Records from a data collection
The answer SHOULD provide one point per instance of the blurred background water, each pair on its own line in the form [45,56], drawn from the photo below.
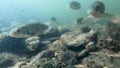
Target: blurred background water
[21,11]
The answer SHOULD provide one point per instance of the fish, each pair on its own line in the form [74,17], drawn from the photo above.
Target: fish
[28,30]
[75,5]
[96,11]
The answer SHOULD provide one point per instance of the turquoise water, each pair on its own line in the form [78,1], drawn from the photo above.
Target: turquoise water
[42,10]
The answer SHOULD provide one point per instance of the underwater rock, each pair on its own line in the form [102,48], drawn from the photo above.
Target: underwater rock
[109,44]
[63,29]
[56,46]
[83,54]
[112,30]
[85,29]
[78,21]
[100,60]
[3,35]
[75,5]
[91,46]
[48,54]
[48,65]
[67,57]
[8,59]
[32,43]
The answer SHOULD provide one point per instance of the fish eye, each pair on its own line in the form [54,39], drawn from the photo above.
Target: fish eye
[97,7]
[18,30]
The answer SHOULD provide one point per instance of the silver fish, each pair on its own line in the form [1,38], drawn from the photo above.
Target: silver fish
[29,30]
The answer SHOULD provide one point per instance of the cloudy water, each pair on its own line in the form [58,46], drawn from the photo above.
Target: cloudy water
[58,33]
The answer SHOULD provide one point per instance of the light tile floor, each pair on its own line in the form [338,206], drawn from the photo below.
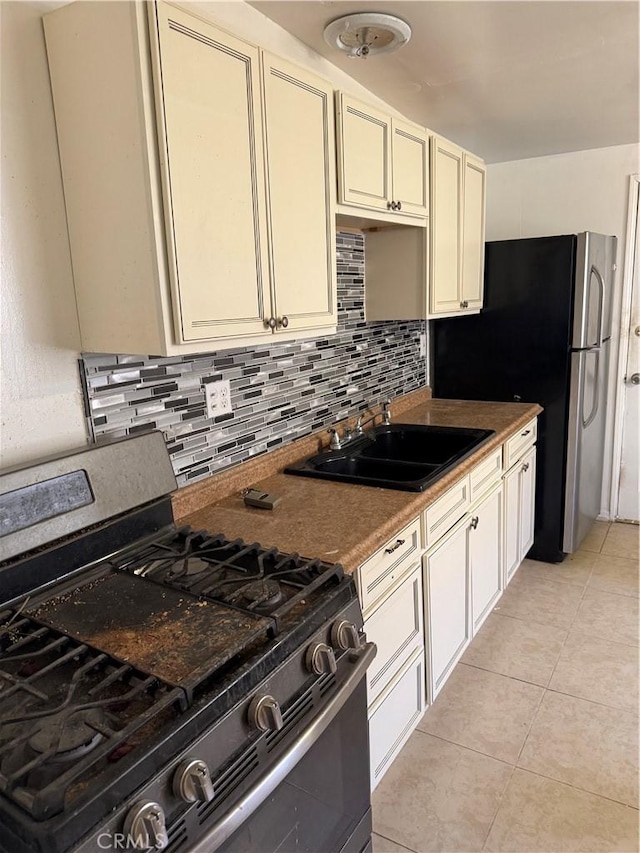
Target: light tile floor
[532,746]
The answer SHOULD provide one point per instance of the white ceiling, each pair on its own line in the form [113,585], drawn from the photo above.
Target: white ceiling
[508,80]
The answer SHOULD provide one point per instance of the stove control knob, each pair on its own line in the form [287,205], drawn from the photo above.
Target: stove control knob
[265,714]
[192,782]
[344,635]
[144,827]
[320,659]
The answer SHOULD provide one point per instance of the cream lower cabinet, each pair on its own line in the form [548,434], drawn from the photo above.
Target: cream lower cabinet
[383,162]
[519,510]
[463,579]
[446,591]
[456,282]
[486,556]
[199,182]
[390,590]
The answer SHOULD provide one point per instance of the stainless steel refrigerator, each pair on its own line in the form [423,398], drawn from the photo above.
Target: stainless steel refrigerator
[543,336]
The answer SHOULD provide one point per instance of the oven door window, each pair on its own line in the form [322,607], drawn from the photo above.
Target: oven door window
[323,805]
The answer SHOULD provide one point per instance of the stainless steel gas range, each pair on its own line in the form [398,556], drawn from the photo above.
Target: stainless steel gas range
[169,689]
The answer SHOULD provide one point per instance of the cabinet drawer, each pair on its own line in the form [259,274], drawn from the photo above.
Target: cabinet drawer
[395,716]
[486,474]
[446,511]
[516,445]
[386,567]
[396,629]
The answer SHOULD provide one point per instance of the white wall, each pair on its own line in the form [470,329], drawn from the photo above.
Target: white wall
[41,409]
[566,194]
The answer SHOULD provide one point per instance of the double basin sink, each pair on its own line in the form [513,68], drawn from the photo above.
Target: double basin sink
[409,457]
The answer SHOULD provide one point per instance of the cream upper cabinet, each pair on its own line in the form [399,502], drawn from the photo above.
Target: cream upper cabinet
[299,130]
[437,271]
[383,162]
[214,177]
[457,230]
[446,226]
[473,227]
[199,182]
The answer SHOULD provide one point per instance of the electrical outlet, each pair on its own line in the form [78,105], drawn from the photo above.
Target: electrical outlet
[218,398]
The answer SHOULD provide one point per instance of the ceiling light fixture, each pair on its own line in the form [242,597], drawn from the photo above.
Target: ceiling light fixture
[367,34]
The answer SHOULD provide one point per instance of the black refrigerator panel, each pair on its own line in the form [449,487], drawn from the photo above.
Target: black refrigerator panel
[518,349]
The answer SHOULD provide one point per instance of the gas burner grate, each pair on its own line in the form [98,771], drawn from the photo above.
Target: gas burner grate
[67,712]
[244,576]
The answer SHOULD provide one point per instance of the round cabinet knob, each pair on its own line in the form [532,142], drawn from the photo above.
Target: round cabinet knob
[145,827]
[320,659]
[265,714]
[192,782]
[344,635]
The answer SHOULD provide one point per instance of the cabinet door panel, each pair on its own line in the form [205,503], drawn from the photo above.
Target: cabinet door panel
[446,226]
[300,160]
[214,177]
[473,232]
[511,522]
[410,159]
[365,155]
[527,501]
[394,716]
[485,558]
[396,629]
[446,606]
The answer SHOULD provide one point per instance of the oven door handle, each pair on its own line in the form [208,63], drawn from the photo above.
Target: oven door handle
[265,786]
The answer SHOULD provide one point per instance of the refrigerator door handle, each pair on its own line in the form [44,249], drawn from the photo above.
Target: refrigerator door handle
[596,393]
[595,271]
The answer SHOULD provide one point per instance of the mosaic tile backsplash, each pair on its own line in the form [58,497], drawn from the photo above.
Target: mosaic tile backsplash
[279,392]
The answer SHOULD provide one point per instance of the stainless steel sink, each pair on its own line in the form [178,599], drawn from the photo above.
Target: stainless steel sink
[409,457]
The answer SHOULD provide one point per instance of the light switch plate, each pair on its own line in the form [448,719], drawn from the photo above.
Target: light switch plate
[218,398]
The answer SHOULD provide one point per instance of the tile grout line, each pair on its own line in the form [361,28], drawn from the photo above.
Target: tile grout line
[393,841]
[577,788]
[503,675]
[470,748]
[499,806]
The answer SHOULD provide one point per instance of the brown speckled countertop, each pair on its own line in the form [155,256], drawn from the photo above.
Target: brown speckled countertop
[345,523]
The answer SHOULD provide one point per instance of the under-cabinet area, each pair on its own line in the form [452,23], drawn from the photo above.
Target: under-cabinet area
[428,590]
[202,174]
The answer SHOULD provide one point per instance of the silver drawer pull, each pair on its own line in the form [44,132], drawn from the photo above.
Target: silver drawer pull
[395,547]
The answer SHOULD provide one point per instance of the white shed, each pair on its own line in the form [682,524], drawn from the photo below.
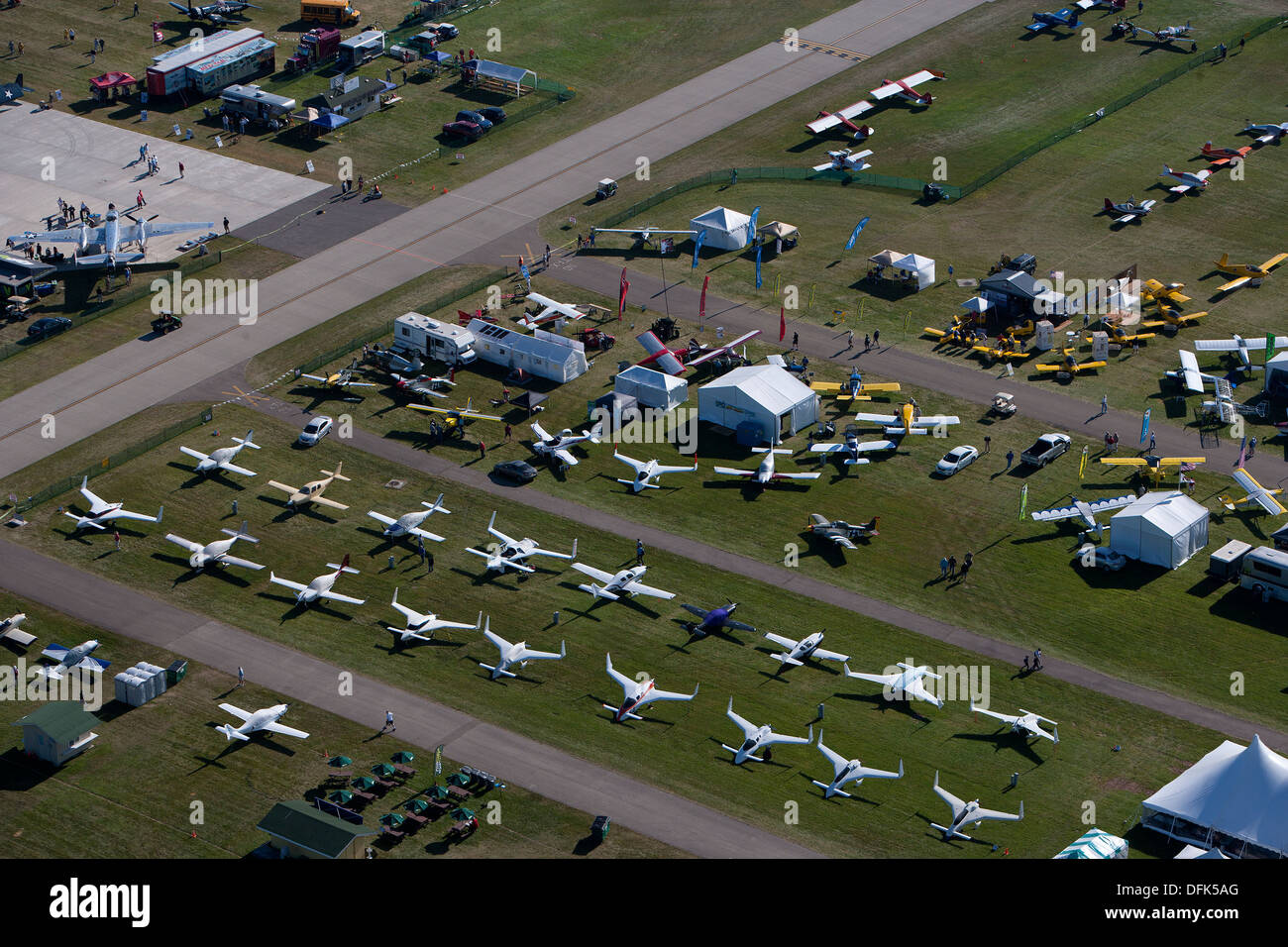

GOAL → Pick out every line of the entries above that contains the word "outlet", matching case exactly, and copy each such line in full.

COMPLETE ANSWER →
The answer SHOULD provide one point per instance of the electrical outlet, each pair on its own line in the form [78,105], drawn from the photo above.
Target: electrical outlet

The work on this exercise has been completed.